OK, I agree, we can drop this one.
But it is not enough as vhost_user_notify_queue_state() is called at
several place with the lock taken.

> In addition, calling vring_state_changed in set_vring_kick is protected by lock,
> but it's not in in vhost_user_msg_handler. It looks confusing to me. Is there
> any special reason for this design?

I think we need the lock help every time the callback is called, to
avoid the case an application calls a Vhost API that would modify the vq
struct. We could get undefined behavior if it happened.

> 
>>
>> 2. The fix in your case seems to indicate that your app's
>> vring_state_changed callback called rte_vhost_async_channel_register.
>> And your fix consists in no more calling the callback, and so no more
>> calling rte_vhost_async_channel_register?
> 
> rte_vhost_async_channel_register is recommended to call in
> vring_state_changed, and vring_state_changed will be called
> by vhost_user_msg_handler.

You might want to schedule a thread to call channel registration. Maybe
using rte_set_alarm?

Regards,
Maxime

> 
> Thanks,
> Jiayu
>>
>>>  	}
>>>
>>>  	if (vq->ready) {
>>>
>
  

Patch

diff --git a/lib/librte_vhost/vhost_user.c b/lib/librte_vhost/vhost_user.c
index 399675c..a319c1c 100644
--- a/lib/librte_vhost/vhost_user.c
+++ b/lib/librte_vhost/vhost_user.c
@@ -1919,9 +1919,6 @@  vhost_user_set_vring_kick(struct virtio_net **pdev, struct VhostUserMsg *msg,
 	 */
 	if (!(dev->features & (1ULL << VHOST_USER_F_PROTOCOL_FEATURES))) {
 		vq->enabled = 1;
-		if (dev->notify_ops->vring_state_changed)
-			dev->notify_ops->vring_state_changed(
-				dev->vid, file.index, 1);
 	}
 
 	if (vq->ready) {

> Entries provided:

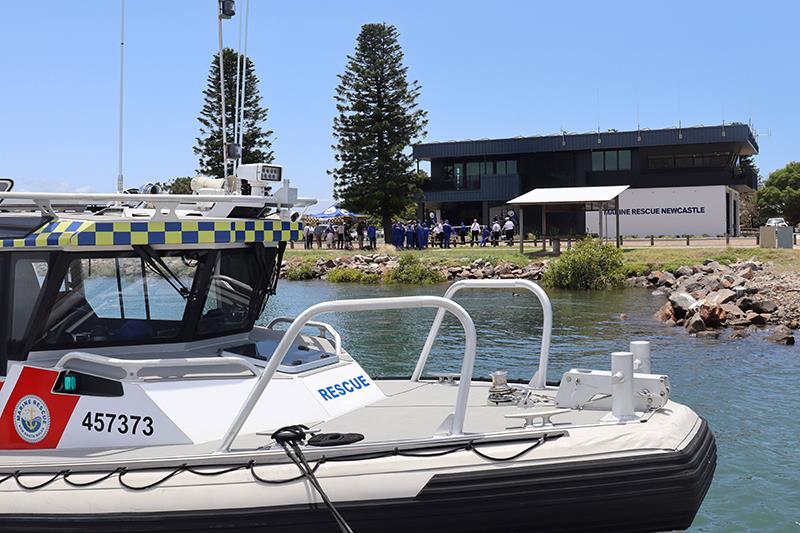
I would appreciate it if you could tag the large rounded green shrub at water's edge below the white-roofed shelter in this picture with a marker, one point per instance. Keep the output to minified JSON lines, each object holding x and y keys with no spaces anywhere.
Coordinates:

...

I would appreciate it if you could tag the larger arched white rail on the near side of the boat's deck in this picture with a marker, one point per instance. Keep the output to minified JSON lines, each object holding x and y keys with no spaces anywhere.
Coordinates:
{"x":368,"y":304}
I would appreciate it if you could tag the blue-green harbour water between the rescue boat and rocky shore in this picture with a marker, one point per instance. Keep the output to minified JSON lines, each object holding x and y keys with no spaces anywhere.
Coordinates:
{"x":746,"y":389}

> Required work:
- a) Answer these from the vhost thread, one line each, marked (i), (ii), (iii):
(i) Which function does the thread say is called at several places with the lock taken?
(ii) Which function does Maxime suggest might be used to schedule a thread for channel registration?
(iii) Which file does the patch change?
- b) List every line of code that the patch in the vhost thread removes, leaving out the leading minus sign.
- c) Quote the part of the vhost thread starting with "I think we need" and going on through "callback called rte_vhost_async_channel_register.".

> Your written answers:
- a)
(i) vhost_user_notify_queue_state()
(ii) rte_set_alarm
(iii) lib/librte_vhost/vhost_user.c

- b)
if (dev->notify_ops->vring_state_changed)
dev->notify_ops->vring_state_changed(
dev->vid, file.index, 1);

- c)
I think we need the lock help every time the callback is called, to
avoid the case an application calls a Vhost API that would modify the vq
struct. We could get undefined behavior if it happened.

> 
>>
>> 2. The fix in your case seems to indicate that your app's
>> vring_state_changed callback called rte_vhost_async_channel_register.